● EXERCISE DETAILS:
Answer these questions from the excerpt on the audio and lighting product company:
1. How does management plan to finance the company's operating and capital requirements?
2. When were the first units of the company's principal product sold?
3. What is the approximate cost of making the mold for the roof mounted sound and lighting system?

Therefore, management plans to raise equity capital to finance the operating and capital requirements of the Company. While the Company is devoting its best efforts to achieve the above plans, there is no assurance that any such activity will generate funds that will be available for operations. These conditions raise substantial doubt about the Company's ability to continue as a going concern.
Summary of any product research and development that we will perform for the term of our plan of operation.
The company has completed the process of designing and producing its principal product, a black generic plastic audio/lighting unit. The first units were sold in October, 2011.
The company is now in the process of designing and engineering roof mounted sound and lighting systems for the Polaris models, specifically the Ranger and Razor. Management has no agreements with Polaris to build this unit. Management has already completed the design process and specifications for this unit. This next step is to make a mold where the product can be mass produced. The cost of making this mold is approximately $15,000. The Company would need to spend another $10,000 to build inventory and market the product. Management is currently evaluating whether the company can generate sufficient revenues to pay for this mold or whether or not additional outside funding will be required. Management hopes to have this mold completed by November, 2012. There are no assurances once this roof mounted sound and lighting system is produced, there will be a market for the product.

● DATA ENTRIES:
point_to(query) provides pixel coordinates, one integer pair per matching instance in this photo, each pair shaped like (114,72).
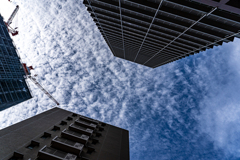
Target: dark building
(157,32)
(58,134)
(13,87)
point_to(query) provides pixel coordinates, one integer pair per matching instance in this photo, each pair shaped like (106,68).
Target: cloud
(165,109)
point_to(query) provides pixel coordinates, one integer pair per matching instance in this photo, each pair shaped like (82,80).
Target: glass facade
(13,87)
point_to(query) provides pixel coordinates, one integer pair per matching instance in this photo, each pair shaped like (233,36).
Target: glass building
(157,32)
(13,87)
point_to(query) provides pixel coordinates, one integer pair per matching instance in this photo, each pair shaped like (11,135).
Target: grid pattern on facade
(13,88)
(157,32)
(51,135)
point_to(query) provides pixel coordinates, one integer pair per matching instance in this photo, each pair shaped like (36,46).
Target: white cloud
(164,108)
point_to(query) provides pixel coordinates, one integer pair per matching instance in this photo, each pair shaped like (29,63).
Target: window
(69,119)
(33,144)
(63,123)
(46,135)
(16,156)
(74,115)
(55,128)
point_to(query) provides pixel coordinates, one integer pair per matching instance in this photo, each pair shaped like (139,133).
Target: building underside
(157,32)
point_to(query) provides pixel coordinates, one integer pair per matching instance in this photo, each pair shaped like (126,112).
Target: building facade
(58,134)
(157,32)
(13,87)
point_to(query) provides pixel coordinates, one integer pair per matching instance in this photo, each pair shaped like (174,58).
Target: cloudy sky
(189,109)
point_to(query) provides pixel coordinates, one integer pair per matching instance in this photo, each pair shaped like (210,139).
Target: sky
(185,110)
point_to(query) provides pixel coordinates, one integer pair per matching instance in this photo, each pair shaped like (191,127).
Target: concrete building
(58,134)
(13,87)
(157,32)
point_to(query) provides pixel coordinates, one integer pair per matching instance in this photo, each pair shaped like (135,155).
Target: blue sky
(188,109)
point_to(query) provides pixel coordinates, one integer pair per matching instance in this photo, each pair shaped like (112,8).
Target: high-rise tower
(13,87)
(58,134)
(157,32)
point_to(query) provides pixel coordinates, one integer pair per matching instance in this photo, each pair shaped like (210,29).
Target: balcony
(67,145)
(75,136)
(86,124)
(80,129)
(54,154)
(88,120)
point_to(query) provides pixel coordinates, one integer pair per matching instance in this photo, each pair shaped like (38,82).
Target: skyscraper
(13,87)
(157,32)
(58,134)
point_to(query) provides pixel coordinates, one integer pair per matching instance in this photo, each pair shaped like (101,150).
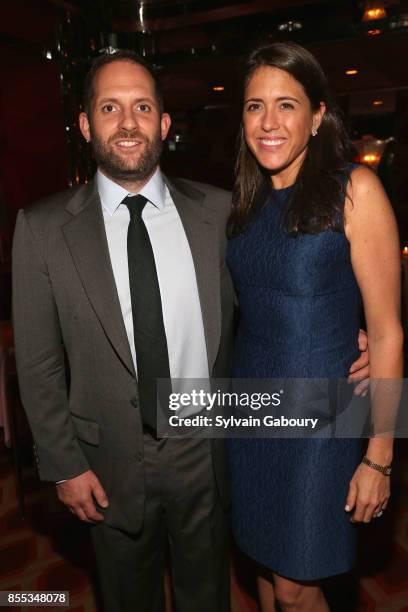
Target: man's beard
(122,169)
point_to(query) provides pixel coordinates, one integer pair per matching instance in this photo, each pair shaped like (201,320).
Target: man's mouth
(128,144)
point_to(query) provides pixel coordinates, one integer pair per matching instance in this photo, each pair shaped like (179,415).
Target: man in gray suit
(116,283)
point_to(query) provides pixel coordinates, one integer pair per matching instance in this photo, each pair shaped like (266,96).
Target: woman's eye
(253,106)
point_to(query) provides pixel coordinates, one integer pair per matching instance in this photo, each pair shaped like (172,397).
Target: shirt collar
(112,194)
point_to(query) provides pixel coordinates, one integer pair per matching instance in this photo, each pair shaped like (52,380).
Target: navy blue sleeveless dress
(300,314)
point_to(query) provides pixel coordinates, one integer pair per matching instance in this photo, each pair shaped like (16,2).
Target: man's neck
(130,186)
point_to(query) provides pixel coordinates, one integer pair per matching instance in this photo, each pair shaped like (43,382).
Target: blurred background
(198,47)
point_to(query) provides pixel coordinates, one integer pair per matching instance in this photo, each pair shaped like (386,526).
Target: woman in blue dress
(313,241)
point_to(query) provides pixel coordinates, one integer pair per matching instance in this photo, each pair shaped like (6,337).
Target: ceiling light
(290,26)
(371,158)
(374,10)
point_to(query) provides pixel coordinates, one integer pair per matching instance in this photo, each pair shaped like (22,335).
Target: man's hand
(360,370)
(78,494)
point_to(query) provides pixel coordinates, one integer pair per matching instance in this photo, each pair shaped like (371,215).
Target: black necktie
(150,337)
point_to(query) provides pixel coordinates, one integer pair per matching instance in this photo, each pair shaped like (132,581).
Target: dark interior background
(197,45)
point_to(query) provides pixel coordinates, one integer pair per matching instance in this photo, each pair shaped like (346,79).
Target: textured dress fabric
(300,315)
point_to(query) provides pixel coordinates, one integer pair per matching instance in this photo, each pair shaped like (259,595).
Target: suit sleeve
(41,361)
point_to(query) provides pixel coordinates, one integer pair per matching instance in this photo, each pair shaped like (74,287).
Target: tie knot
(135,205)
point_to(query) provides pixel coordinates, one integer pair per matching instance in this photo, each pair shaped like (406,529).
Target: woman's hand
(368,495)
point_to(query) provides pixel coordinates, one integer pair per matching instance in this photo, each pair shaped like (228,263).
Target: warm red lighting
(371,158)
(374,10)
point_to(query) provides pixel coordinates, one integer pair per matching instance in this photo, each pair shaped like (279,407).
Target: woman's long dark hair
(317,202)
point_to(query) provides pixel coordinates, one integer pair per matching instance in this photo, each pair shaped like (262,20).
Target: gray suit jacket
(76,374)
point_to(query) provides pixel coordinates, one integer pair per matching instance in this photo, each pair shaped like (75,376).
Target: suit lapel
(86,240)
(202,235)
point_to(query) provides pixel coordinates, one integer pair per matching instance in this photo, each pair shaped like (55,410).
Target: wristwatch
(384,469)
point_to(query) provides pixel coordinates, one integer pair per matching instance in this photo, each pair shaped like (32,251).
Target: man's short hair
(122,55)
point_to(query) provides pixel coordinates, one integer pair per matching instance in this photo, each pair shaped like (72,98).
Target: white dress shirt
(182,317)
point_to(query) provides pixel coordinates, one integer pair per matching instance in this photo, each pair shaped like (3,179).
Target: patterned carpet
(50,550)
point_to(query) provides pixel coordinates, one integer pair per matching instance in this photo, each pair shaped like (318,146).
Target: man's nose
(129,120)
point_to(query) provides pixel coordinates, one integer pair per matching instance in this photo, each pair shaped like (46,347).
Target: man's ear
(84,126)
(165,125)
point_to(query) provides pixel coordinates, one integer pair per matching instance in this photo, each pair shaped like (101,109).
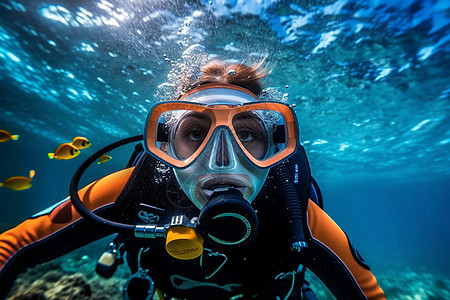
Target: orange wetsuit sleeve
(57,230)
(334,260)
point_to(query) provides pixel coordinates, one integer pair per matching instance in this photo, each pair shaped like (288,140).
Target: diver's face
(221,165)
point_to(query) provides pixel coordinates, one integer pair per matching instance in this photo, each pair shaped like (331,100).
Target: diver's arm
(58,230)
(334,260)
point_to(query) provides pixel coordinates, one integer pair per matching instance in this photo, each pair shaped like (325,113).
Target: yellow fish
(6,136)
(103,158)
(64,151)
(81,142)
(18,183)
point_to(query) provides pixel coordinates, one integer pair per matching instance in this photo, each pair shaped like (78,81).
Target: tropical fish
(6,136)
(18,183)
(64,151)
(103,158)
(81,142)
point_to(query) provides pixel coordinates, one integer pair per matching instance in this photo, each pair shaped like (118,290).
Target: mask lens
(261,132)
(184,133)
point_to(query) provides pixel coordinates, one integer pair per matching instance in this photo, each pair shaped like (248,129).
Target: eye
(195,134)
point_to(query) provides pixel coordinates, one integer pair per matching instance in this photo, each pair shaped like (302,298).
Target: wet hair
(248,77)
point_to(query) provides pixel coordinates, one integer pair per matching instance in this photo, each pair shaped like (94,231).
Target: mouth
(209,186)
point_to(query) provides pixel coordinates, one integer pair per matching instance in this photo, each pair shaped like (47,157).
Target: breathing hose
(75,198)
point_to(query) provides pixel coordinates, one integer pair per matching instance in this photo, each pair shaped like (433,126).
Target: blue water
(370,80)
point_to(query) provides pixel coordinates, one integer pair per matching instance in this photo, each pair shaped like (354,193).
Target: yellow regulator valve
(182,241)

* * *

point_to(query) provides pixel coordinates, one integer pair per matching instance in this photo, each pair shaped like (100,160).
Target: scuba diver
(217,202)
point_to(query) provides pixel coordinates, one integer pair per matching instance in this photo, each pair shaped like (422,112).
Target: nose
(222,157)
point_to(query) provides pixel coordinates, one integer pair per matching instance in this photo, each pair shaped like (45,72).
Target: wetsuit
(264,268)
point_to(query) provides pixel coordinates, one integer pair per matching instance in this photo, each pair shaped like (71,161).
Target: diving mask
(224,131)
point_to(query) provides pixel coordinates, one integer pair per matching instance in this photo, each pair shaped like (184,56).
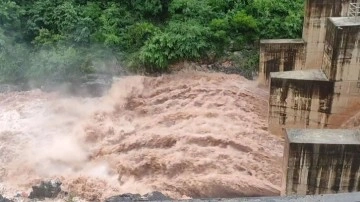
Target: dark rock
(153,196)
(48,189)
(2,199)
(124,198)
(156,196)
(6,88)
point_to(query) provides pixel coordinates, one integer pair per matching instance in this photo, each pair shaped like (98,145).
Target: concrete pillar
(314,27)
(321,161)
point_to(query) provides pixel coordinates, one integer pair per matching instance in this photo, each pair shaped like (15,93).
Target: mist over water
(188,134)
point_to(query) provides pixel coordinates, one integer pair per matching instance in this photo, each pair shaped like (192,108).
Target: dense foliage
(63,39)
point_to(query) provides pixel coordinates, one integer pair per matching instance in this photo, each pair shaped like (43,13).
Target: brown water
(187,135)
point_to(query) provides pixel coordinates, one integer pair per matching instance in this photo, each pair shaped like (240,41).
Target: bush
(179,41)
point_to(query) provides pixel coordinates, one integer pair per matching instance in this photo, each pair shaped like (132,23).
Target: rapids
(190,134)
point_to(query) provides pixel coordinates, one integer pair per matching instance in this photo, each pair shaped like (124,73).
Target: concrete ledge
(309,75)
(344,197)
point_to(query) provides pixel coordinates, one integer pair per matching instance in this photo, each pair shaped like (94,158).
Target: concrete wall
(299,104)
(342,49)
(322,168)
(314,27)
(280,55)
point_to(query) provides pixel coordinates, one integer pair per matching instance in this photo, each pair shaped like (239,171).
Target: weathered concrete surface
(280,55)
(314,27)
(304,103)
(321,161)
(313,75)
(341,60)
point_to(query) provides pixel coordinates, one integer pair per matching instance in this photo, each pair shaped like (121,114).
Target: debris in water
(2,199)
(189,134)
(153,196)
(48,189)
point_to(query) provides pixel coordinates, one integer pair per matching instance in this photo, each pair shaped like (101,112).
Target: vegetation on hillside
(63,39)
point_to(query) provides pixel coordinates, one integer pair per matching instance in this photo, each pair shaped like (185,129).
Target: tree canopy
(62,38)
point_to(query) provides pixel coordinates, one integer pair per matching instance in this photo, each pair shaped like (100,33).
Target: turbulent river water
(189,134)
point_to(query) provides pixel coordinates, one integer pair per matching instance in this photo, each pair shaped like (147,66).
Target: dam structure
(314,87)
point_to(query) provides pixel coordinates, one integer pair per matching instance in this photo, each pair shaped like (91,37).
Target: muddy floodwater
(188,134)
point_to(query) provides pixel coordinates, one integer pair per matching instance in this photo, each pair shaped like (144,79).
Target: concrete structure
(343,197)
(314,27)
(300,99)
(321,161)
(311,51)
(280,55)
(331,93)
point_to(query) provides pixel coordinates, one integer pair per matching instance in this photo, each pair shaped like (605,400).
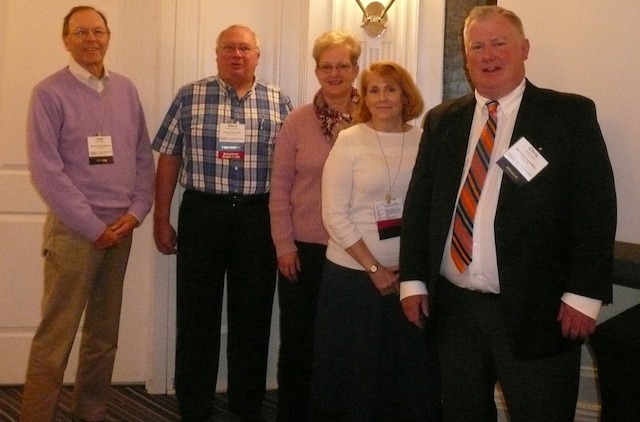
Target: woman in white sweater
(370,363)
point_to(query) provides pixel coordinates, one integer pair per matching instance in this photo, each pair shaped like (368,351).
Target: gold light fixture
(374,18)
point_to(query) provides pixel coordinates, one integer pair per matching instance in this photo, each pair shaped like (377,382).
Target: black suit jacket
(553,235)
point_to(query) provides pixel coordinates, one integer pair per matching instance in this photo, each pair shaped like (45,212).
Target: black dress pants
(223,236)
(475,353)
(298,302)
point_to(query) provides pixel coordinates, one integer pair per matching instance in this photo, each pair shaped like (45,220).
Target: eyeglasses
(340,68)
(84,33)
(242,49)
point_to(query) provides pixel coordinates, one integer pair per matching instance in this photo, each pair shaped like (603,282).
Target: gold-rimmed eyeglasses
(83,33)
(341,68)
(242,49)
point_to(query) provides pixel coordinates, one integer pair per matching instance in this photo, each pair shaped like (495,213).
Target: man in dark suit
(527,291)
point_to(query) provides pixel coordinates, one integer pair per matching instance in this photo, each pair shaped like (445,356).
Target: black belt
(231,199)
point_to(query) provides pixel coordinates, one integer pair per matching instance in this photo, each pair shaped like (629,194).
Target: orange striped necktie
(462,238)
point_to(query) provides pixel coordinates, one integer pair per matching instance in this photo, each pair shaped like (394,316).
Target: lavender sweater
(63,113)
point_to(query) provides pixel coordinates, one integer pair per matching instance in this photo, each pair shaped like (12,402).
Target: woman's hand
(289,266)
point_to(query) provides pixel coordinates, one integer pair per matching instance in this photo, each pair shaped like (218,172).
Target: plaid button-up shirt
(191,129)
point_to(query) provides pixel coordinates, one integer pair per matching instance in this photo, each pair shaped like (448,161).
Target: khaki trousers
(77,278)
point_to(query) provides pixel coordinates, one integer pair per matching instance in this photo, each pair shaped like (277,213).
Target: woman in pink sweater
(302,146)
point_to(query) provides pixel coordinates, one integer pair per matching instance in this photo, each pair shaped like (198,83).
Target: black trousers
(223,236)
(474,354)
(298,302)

--

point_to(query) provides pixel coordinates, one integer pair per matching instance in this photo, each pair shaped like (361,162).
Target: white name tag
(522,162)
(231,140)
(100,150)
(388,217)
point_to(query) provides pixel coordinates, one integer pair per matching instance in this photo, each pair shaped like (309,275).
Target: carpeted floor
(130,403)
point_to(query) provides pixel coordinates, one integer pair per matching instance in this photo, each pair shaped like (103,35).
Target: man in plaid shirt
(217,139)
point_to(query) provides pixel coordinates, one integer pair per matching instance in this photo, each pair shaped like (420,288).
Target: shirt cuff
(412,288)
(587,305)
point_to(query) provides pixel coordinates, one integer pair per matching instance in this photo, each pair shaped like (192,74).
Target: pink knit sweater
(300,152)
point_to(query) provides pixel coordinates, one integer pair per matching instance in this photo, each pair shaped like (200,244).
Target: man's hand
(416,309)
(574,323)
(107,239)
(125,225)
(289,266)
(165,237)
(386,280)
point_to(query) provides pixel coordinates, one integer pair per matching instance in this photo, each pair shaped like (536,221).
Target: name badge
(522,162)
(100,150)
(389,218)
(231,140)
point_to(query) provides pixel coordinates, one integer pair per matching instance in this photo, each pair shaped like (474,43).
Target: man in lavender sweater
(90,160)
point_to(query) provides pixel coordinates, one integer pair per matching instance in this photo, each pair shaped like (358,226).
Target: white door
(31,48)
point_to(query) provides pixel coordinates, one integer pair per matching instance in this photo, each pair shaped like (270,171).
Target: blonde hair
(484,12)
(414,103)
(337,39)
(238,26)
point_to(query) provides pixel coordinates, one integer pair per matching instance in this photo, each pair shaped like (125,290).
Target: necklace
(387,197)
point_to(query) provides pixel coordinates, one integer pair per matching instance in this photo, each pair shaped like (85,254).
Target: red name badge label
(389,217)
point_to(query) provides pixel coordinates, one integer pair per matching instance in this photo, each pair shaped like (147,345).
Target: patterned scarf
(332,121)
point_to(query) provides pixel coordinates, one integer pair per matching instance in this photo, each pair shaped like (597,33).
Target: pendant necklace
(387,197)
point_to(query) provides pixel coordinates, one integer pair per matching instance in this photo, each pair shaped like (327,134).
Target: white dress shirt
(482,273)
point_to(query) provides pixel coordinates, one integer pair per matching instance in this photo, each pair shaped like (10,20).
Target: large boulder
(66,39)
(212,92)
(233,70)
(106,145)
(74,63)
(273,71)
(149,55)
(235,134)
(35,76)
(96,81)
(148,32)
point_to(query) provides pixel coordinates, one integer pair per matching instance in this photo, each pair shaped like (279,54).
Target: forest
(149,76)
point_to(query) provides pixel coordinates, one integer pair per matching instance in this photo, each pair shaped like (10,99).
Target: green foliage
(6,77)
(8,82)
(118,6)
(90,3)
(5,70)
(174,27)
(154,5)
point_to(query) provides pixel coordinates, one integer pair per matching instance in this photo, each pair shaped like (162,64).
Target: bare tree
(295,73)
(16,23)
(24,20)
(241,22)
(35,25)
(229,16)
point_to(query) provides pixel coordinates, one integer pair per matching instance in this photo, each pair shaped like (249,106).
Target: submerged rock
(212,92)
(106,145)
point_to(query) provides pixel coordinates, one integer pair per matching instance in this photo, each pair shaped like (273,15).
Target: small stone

● ANSWER FOR THIS EXERCISE:
1. By raising equity capital.
2. In October, 2011.
3. Approximately $15,000.